Job 1:
Decide whether each statement below agrees with the passage on the moa, answering yes or no and quoting the words of the passage that settle it. (a) Moa bones were hollow. (b) The first widely published artist's impression of the moa appeared in Ferdinand von Hochstetter's 1867 natural history of New Zealand. (c) Moa had no tails.

Text block:
┌────────

But if the living moa was now obsolete as the official symbol of the New Zealander, the dead moa – the moa as an emblem of extinction – retained a fundamental significance in the ongoing definition of New Zealand endemicity. In a well-known Maori whakatauki the moa is the very figure of loss itself: 'ka ngaro i te ngaro a te moa'; 'lost, as the moa is lost'. For Pakeha, too, the most significant cultural function of the moa has been as an embodiment of loss: an image in negative, a memento mori, an x -rayed skeleton. In the recent Natural History New Zealand (NHNZ) documentary Primeval New Zealand (2011), animated moa are portrayed as glowing translucent spectres roaming the forests, giving off little wraiths of ectoplasmic mist as they move.


Experts have identified many species of Dinornithiformes, of different sizes and shapes. And they stress that the birds most likely held their necks curved in front of their bodies rather than stretched up high: '[m]oa were very long birds, not tall ones'. Nevertheless, the original and still the most popular image of the moa is that of an upright biped standing 2 metres or taller – as portrayed in the first widely published artist's impression, which appeared in Ferdinand von Hochstetter's 1867 natural history of New Zealand (fig. 1.8).

All moa species were flightless – indeed the characteristics that allow birds to become airborne were, in the moa, absent or reversed. Instead of being hollow their bones were filled with marrow, and they had flat sternums instead of the keel-shaped breastbones required to support flight muscles. The barbicels that lock feathers together into rigid vanes for flying were missing from moa plumage, which hung in fine filaments, designed for warmth and shelter from the rain. They had no tails. Finally, unlike any other bird – unlike even other flightless species such as their little relative, the kiwi – moa were utterly devoid of wings.

└────────

Data entries:
┌────────

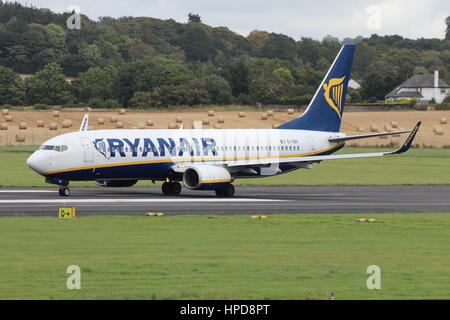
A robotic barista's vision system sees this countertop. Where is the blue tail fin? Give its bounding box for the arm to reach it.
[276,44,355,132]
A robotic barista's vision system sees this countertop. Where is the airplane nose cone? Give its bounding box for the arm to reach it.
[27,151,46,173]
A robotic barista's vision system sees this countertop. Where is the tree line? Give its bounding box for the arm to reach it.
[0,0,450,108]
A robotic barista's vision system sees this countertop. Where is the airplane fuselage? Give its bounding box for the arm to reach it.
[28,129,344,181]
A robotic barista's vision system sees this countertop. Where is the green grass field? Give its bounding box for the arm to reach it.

└────────
┌────────

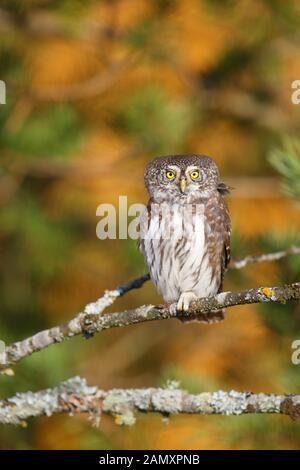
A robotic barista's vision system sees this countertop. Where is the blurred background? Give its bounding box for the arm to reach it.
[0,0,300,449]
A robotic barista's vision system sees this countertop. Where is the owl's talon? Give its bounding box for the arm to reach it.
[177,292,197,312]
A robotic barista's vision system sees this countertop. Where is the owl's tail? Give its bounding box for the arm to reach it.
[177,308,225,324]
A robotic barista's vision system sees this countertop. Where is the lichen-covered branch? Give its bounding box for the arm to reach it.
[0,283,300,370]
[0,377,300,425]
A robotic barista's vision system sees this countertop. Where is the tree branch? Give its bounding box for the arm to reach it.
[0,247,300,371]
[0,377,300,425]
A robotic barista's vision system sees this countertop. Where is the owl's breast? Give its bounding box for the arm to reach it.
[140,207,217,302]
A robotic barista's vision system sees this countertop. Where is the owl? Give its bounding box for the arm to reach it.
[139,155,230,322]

└────────
┌────────

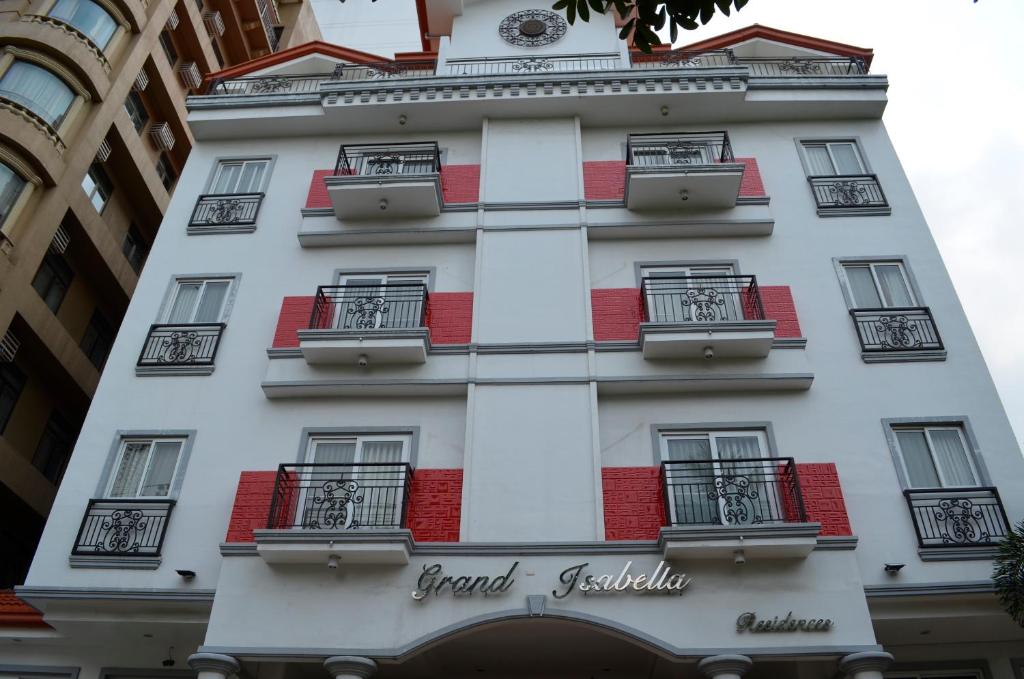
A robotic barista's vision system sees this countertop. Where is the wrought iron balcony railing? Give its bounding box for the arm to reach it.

└────────

Job 2:
From the rows, copy word for word the lines starting with the line that contains "the owl's breast?" and going on through the line that contains "[140,207,217,302]", including both of those lines.

Worked solution 1:
(a) No: "Instead of being hollow their bones were filled with marrow"
(b) Yes: "as portrayed in the first widely published artist's impression, which appeared in Ferdinand von Hochstetter's 1867 natural history of New Zealand"
(c) Yes: "They had no tails."

Worked solution 2:
A robotic barista's vision system sees this countertop. Where is the owl's breast? Give its bounding box for the arm to reach it.
[140,207,217,302]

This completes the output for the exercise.